> DATA FOR ANALYSIS:
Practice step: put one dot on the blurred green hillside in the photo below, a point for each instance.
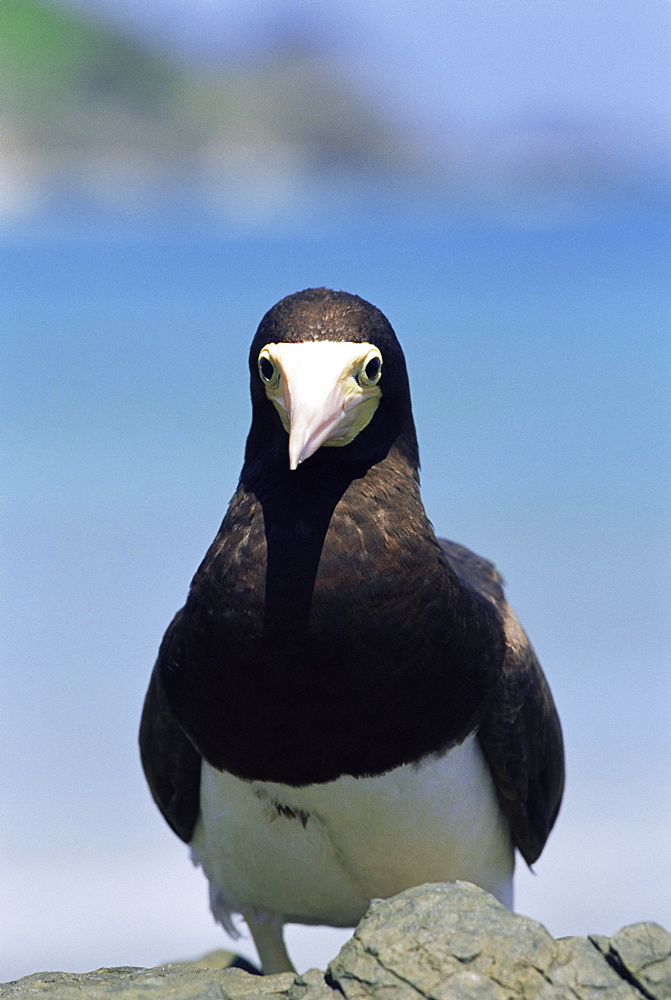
(82, 104)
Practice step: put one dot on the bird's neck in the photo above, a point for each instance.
(325, 620)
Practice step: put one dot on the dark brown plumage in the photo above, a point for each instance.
(328, 632)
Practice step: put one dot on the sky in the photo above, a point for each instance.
(538, 350)
(481, 64)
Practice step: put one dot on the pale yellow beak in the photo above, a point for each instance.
(325, 392)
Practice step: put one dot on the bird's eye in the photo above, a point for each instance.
(372, 369)
(369, 372)
(266, 368)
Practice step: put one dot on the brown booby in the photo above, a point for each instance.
(346, 706)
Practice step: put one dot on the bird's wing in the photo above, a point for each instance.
(171, 762)
(520, 732)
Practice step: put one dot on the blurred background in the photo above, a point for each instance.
(495, 176)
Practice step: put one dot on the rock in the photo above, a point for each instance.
(449, 941)
(453, 941)
(641, 953)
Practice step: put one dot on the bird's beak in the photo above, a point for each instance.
(322, 393)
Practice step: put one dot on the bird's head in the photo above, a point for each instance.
(325, 368)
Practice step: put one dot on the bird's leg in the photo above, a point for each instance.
(266, 930)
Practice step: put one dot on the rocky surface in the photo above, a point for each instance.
(449, 941)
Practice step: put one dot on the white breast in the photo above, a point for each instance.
(319, 854)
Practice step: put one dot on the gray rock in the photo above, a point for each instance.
(642, 954)
(450, 941)
(167, 982)
(453, 941)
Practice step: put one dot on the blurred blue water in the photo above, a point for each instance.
(538, 357)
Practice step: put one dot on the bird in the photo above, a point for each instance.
(346, 706)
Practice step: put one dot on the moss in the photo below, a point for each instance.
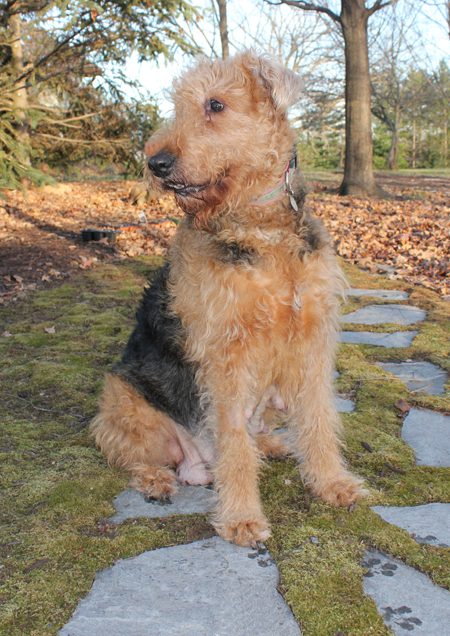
(59, 491)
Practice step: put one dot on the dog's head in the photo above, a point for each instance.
(229, 139)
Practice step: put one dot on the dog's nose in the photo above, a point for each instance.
(162, 163)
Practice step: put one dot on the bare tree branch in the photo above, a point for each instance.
(379, 4)
(308, 6)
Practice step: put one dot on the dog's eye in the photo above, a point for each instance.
(215, 105)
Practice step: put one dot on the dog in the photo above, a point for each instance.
(243, 317)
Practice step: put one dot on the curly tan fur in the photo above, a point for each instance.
(263, 322)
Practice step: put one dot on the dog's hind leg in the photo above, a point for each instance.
(138, 438)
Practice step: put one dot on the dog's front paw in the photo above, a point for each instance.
(156, 483)
(344, 491)
(246, 532)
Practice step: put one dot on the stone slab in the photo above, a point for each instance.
(423, 377)
(130, 504)
(206, 588)
(399, 339)
(344, 405)
(383, 294)
(381, 314)
(428, 434)
(407, 600)
(428, 523)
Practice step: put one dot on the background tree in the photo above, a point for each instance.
(352, 20)
(222, 20)
(44, 44)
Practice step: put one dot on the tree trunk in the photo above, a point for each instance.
(393, 150)
(19, 94)
(223, 27)
(358, 179)
(414, 146)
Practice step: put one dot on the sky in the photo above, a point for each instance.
(244, 17)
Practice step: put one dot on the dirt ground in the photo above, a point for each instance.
(406, 236)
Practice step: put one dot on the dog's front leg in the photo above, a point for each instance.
(317, 427)
(239, 517)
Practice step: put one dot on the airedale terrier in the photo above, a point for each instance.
(242, 317)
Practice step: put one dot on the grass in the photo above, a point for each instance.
(58, 491)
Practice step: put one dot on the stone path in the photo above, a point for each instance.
(213, 588)
(400, 339)
(429, 523)
(428, 433)
(422, 377)
(205, 588)
(407, 599)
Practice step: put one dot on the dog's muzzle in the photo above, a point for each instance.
(161, 164)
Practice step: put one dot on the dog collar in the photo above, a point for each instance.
(283, 187)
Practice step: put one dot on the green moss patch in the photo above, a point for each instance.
(58, 490)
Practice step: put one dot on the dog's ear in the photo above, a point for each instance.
(284, 86)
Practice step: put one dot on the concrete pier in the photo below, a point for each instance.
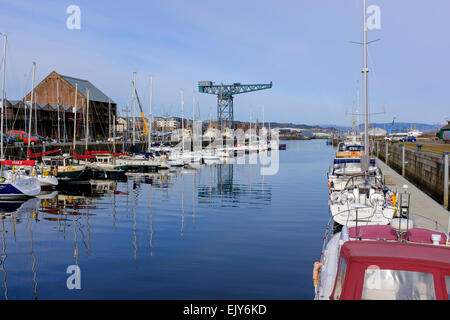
(426, 170)
(425, 211)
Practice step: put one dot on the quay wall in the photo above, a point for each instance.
(423, 169)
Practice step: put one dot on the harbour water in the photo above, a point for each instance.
(220, 232)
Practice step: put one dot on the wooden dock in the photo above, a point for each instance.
(425, 211)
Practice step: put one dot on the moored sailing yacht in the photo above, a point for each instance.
(13, 184)
(380, 262)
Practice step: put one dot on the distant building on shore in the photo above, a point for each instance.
(54, 98)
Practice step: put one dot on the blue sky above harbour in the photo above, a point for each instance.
(301, 46)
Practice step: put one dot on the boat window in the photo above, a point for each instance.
(447, 284)
(397, 285)
(340, 279)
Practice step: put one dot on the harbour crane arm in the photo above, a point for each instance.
(392, 124)
(142, 113)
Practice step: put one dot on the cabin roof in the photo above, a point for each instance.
(396, 253)
(95, 94)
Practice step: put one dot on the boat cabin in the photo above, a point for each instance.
(380, 267)
(349, 150)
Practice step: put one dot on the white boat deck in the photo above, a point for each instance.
(424, 210)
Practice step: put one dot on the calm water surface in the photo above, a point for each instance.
(221, 232)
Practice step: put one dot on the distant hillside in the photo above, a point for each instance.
(404, 126)
(397, 127)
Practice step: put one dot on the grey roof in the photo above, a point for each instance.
(14, 102)
(94, 93)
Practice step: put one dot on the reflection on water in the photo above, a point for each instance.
(217, 232)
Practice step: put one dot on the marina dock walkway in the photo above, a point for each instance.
(424, 210)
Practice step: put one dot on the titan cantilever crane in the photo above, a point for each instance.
(224, 93)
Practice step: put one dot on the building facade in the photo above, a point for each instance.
(53, 109)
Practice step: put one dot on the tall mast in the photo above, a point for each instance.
(193, 119)
(87, 118)
(134, 108)
(109, 119)
(35, 114)
(57, 89)
(150, 120)
(366, 106)
(75, 117)
(5, 38)
(31, 106)
(182, 121)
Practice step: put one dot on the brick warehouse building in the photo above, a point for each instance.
(56, 94)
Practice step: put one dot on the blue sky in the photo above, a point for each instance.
(301, 46)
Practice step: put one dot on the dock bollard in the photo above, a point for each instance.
(403, 159)
(387, 153)
(446, 169)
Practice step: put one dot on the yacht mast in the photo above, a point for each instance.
(150, 115)
(5, 38)
(75, 117)
(182, 121)
(87, 119)
(57, 89)
(31, 106)
(366, 106)
(134, 108)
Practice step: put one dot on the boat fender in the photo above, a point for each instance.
(335, 197)
(401, 224)
(317, 266)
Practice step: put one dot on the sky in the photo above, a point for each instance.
(302, 46)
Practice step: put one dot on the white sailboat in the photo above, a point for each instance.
(387, 262)
(13, 184)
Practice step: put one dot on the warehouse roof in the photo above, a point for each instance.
(94, 93)
(447, 127)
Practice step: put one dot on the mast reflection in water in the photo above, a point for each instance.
(218, 232)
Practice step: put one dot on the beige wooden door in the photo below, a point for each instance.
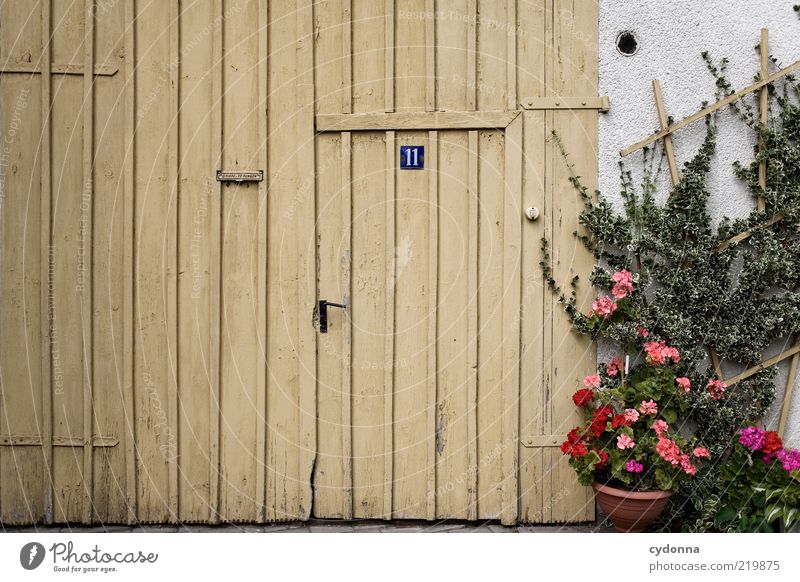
(417, 418)
(160, 361)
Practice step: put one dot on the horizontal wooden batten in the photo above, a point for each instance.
(545, 103)
(427, 120)
(59, 69)
(36, 441)
(710, 109)
(763, 365)
(543, 440)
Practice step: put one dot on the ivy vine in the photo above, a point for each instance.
(701, 294)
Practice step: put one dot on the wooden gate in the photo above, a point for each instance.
(161, 355)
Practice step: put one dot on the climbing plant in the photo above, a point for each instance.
(702, 293)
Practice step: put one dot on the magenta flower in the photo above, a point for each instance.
(603, 306)
(625, 442)
(660, 427)
(790, 459)
(634, 466)
(752, 437)
(648, 407)
(631, 415)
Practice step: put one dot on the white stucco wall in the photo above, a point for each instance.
(672, 34)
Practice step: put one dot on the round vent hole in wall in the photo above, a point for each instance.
(627, 43)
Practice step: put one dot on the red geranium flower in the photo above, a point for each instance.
(619, 420)
(583, 397)
(603, 459)
(772, 442)
(574, 436)
(579, 450)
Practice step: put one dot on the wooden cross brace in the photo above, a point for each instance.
(666, 136)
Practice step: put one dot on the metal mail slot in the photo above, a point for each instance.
(240, 176)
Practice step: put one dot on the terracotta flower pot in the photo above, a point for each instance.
(630, 511)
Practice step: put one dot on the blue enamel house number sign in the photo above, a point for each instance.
(412, 157)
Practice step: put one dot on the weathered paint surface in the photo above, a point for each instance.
(160, 358)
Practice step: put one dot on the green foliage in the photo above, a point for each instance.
(735, 301)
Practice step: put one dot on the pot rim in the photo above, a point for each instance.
(616, 492)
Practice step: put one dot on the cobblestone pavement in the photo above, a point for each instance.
(328, 526)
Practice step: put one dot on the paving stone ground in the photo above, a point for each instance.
(327, 526)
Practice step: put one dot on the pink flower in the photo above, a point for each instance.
(603, 306)
(633, 466)
(789, 458)
(660, 427)
(631, 415)
(669, 450)
(648, 407)
(625, 442)
(592, 381)
(684, 383)
(614, 367)
(716, 389)
(658, 353)
(687, 466)
(623, 284)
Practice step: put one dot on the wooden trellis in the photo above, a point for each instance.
(665, 134)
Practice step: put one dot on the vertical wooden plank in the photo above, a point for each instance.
(172, 253)
(389, 351)
(388, 70)
(21, 382)
(347, 56)
(306, 248)
(411, 56)
(261, 328)
(240, 357)
(72, 205)
(154, 263)
(430, 55)
(128, 220)
(576, 73)
(492, 94)
(473, 262)
(347, 327)
(197, 252)
(411, 429)
(472, 55)
(549, 456)
(332, 471)
(347, 263)
(450, 309)
(512, 247)
(662, 119)
(511, 54)
(46, 251)
(531, 81)
(108, 242)
(372, 207)
(86, 294)
(492, 45)
(372, 28)
(433, 296)
(215, 270)
(763, 107)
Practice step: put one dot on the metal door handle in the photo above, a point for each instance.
(323, 313)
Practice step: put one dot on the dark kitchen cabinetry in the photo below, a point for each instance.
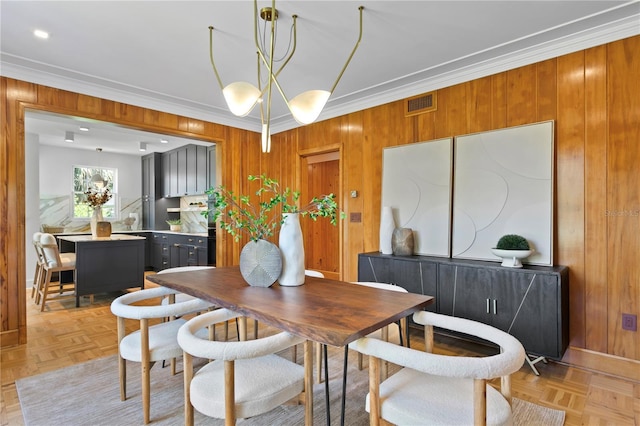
(148, 249)
(154, 206)
(188, 250)
(174, 250)
(531, 303)
(151, 188)
(161, 252)
(211, 166)
(185, 171)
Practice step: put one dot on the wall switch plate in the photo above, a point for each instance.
(629, 322)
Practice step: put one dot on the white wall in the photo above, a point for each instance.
(56, 169)
(49, 172)
(32, 200)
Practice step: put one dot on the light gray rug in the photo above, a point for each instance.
(88, 394)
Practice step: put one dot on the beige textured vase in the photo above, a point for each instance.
(402, 242)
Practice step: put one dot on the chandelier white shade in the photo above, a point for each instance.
(241, 97)
(307, 106)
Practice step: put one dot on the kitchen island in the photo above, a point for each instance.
(107, 263)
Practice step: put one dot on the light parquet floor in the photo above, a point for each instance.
(64, 335)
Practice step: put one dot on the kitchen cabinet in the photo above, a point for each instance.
(173, 250)
(151, 188)
(148, 249)
(185, 171)
(211, 166)
(188, 250)
(154, 205)
(531, 303)
(161, 253)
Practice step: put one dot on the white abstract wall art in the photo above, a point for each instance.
(416, 184)
(504, 185)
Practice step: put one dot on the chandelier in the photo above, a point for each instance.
(242, 96)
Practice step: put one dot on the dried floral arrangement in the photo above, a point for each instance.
(96, 198)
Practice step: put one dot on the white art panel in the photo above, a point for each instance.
(503, 184)
(416, 184)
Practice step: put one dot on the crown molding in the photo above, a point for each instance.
(615, 24)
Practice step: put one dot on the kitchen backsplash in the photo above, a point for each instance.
(55, 214)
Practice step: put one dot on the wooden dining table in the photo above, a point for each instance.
(322, 310)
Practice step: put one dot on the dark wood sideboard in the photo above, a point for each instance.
(531, 303)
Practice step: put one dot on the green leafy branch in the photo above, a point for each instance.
(237, 215)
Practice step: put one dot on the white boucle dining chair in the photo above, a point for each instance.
(245, 378)
(150, 343)
(442, 389)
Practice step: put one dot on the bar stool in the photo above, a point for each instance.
(54, 261)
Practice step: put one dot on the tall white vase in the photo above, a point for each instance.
(292, 249)
(95, 218)
(387, 225)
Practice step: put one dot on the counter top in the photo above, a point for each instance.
(137, 231)
(113, 237)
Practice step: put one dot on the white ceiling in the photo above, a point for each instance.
(155, 54)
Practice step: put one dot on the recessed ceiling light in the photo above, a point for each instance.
(41, 34)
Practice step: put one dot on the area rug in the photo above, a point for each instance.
(88, 394)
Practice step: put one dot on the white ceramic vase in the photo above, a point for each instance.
(260, 263)
(387, 225)
(292, 250)
(95, 218)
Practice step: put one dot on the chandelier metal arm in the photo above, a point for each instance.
(361, 8)
(269, 64)
(213, 64)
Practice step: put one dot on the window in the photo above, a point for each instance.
(98, 179)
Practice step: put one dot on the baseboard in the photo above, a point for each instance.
(597, 361)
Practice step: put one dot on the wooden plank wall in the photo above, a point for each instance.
(592, 95)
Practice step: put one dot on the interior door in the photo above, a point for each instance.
(321, 175)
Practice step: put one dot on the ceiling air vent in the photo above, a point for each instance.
(420, 104)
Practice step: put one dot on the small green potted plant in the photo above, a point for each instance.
(511, 248)
(175, 224)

> REQUIREMENT: Only the lines from the one holding "Practice step: put one dot on the wooden plank" through the end of the listing should appear in the response, each restated exactly.

> ANSWER TO THIS TASK:
Practice step: put one dot on the wooden plank wall in the photo above, a point for each instance.
(592, 95)
Practice step: put one dot on the interior door in the photo above, a point for each instance.
(321, 175)
Practice step: put one dot on the ceiling air vent in the photo above, a point for each instance.
(420, 104)
Practice step: put one dot on the small green potted plant in the photo above, a point for each instance.
(511, 248)
(175, 224)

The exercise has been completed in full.